**Location identification entries**
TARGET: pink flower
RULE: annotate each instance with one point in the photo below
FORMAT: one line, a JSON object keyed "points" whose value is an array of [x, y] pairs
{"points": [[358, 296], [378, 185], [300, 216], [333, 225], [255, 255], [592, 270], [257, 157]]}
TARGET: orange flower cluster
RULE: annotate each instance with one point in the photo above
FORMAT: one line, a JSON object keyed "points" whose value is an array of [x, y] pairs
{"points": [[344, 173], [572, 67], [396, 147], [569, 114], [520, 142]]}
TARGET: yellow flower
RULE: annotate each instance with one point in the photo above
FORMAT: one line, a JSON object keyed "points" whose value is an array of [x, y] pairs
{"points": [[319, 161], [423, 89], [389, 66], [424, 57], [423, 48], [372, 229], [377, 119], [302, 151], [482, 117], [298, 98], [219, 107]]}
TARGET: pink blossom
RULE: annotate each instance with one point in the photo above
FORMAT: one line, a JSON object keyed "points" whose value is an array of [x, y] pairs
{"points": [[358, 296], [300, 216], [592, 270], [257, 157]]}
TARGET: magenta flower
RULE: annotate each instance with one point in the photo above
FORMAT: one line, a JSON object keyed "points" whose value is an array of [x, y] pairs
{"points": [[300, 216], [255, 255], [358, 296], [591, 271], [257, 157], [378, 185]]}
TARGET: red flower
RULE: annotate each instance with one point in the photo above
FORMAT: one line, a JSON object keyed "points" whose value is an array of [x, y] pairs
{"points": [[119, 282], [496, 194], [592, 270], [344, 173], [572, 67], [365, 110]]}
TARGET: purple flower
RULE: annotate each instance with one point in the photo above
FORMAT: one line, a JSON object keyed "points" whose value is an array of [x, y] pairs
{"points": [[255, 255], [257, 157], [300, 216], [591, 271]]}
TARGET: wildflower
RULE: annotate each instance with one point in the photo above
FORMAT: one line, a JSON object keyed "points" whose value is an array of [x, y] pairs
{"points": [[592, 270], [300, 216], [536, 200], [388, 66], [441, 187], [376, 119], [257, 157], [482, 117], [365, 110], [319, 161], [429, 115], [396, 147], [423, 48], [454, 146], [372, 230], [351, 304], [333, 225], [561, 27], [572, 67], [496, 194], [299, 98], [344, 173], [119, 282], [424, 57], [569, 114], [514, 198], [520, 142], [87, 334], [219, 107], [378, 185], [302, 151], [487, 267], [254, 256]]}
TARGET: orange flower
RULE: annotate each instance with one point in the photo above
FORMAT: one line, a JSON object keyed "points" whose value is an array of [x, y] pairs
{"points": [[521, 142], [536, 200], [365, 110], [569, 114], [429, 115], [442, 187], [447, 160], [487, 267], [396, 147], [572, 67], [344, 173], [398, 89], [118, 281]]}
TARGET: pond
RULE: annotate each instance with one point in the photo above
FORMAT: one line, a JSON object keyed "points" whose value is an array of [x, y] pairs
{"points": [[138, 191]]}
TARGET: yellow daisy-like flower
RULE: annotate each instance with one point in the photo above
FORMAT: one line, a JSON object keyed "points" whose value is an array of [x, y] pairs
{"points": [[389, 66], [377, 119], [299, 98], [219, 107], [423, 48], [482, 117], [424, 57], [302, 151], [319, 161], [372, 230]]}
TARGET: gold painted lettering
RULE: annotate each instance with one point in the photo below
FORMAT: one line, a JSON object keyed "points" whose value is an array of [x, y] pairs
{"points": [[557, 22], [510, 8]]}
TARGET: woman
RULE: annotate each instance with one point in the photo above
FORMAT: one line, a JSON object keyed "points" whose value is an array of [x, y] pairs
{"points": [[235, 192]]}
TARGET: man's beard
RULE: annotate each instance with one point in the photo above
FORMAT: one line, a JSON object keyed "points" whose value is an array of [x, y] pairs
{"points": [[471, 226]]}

**STATED TASK**
Convert the part that opens with the line containing "TARGET: yellow daisy-like flower" and runs through the end of the items into a JSON list of strings, one string per line, with blank lines omitted.

**RESULT OF THE EXERCISE**
[
  "TARGET: yellow daisy-like flower",
  "RULE: annotate each instance with one point in the photo above",
  "FORMAT: one line, a JSON object keyed \"points\" whose value is an array of [x, y] pairs",
  "{\"points\": [[389, 66], [377, 119], [299, 98], [219, 107], [423, 48], [482, 117], [424, 57], [302, 151], [319, 161], [372, 230]]}",
  "TARGET: gold painted lettering",
  "RULE: annotate each instance with one point in the photo below",
  "FORMAT: one line, a JSON object keyed \"points\" whose value is an array of [x, y] pairs",
  "{\"points\": [[557, 22], [510, 8]]}",
  "TARGET: woman",
  "RULE: annotate each instance with one point in the photo above",
  "FORMAT: one line, a JSON object keyed \"points\" whose value is an array of [x, y] pairs",
  "{\"points\": [[235, 192]]}",
  "TARGET: man's beard",
  "RULE: annotate each instance with one point in the photo above",
  "FORMAT: one line, a JSON object keyed \"points\" whose value is an array of [x, y] pairs",
  "{\"points\": [[471, 226]]}"
]